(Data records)

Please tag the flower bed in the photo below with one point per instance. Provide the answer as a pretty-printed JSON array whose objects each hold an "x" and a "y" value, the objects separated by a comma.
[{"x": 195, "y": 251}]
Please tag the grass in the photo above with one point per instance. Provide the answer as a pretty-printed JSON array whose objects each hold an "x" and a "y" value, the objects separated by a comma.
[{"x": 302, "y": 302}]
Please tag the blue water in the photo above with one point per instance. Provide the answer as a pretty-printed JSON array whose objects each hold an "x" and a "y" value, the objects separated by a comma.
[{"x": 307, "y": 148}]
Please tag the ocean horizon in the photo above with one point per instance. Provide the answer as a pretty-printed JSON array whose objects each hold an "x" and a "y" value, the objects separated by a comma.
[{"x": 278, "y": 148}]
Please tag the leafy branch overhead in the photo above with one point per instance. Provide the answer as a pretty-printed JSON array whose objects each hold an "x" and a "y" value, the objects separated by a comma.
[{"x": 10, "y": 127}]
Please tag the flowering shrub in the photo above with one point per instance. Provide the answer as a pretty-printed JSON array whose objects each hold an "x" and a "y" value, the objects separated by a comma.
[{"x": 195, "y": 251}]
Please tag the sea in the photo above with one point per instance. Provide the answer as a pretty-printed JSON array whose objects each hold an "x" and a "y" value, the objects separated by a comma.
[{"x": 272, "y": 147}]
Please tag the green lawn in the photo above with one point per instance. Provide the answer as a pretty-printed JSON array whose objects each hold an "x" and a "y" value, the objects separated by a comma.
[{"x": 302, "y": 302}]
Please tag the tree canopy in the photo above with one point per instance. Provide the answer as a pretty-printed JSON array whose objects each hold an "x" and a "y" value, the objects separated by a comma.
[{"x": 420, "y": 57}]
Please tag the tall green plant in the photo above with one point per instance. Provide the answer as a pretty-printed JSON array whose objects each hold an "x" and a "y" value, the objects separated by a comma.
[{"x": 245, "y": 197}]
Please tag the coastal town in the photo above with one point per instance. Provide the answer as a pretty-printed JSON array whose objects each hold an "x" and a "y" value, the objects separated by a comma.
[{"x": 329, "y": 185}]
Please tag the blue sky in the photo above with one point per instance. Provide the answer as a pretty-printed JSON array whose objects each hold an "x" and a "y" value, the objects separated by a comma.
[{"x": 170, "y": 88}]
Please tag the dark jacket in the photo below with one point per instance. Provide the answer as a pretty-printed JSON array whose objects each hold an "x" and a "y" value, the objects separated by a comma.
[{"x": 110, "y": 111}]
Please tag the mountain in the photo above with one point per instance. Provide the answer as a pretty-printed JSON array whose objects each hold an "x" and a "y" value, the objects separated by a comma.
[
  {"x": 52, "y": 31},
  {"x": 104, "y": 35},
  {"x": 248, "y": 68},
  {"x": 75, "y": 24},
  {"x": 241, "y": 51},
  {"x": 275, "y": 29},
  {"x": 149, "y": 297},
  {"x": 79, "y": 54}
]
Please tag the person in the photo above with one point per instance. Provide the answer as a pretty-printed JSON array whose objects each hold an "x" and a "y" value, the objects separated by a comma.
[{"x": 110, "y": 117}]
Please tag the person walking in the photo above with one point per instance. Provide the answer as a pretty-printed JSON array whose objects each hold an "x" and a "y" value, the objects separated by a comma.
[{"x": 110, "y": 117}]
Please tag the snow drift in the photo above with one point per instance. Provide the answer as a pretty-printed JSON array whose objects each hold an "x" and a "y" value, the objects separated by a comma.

> _Exercise task_: Write out each line of the data above again, exactly as given.

> _Finished answer_:
Please tag the flower bed in the photo below with one point per instance. Provide the answer as a pretty-printed JSON array whose objects each hold an "x" and a "y" value, the objects separated by a comma.
[{"x": 195, "y": 251}]
Please tag the grass in the photo above with one point per instance. Provide the answer as a pretty-printed JSON array whose objects each hold an "x" and a "y" value, the objects separated by a comma.
[{"x": 302, "y": 302}]
Please tag the blue water in the photo above with one point per instance. Provide the answer as a pretty-printed JSON array whose objects each hold an "x" and a "y" value, the objects separated by a comma.
[{"x": 307, "y": 148}]
Please tag the ocean horizon in the photo above with one point per instance. Provide the answer as a pretty-printed JSON array whose objects each hold an "x" and a "y" value, the objects separated by a comma.
[{"x": 278, "y": 148}]
Please tag the leafy branch overhead in the photo above with one point per instance. Provide the answer as a pretty-printed JSON array whose objects each hold an "x" and a "y" value, the objects separated by a comma.
[{"x": 10, "y": 127}]
Please tag the flowering shrub in the photo above with one point per instance. Provide the answer as a pretty-printed JSON array whose objects each hold an "x" and a "y" value, the objects separated by a comma.
[{"x": 195, "y": 251}]
Please tag the sea in the photo above with one point per instance. Provide the answer as a pretty-printed JSON array whose objects each hold an "x" and a "y" value, the objects separated by a comma.
[{"x": 272, "y": 147}]
Please tag the green lawn in the photo above with one point per instance. Provide the answer as a pretty-printed JSON array whose objects each hold an "x" and a "y" value, the objects separated by a comma.
[{"x": 302, "y": 302}]
Please tag the tree canopy in the photo above with one point per instance. Provide the answer as a pretty-printed JSON array whose objects each hold an "x" and a "y" value, the objects separated by a comma.
[{"x": 420, "y": 57}]
Please tag the tall green plant in the photo above with one point per instance. Provide the answer as a pretty-printed JSON array whose objects each hold an "x" and a "y" value, the objects separated by a comma.
[{"x": 245, "y": 197}]
Please tag the coastal town in the photo above with one point per instance. Provide the answer as a pretty-printed JSON array whose objects each hold an "x" and a "y" value, the objects separated by a comma.
[{"x": 329, "y": 185}]
Please tag the blue sky in the photo above with one point per instance. Provide the answer as a pretty-printed JSON array whose objects each hold an "x" and a "y" value, the objects separated by a comma.
[{"x": 170, "y": 88}]
Please tag the dark jacket in the photo below with one point per instance. Provide the answer as a pretty-printed JSON array whose objects each hold an "x" and a "y" value, the objects separated by a comma.
[{"x": 110, "y": 111}]
Please tag the mountain in the photo above with one point per instance. Provide the answer as a pretty-printed JSON array whose objects each hold an "x" and a "y" value, the objects separated by a comma.
[
  {"x": 52, "y": 31},
  {"x": 104, "y": 35},
  {"x": 248, "y": 68},
  {"x": 75, "y": 24},
  {"x": 241, "y": 51},
  {"x": 275, "y": 29},
  {"x": 149, "y": 297},
  {"x": 79, "y": 54}
]
Please tag the person in the photo above with one point per instance. Provide the answer as a pretty-printed JSON array whose objects each hold an "x" and a "y" value, the objects separated by a comma.
[{"x": 110, "y": 117}]
Please tag the person walking in the photo above with one point per instance. Provide the answer as a pretty-printed JSON array whose objects each hold an "x" and a "y" value, the objects separated by a comma.
[{"x": 110, "y": 117}]
Please tag the snow drift in the photo above with one point per instance. Provide the answer as a pretty-printed JSON array whose objects each hold an "x" and a "y" value, the objects separated by a comma.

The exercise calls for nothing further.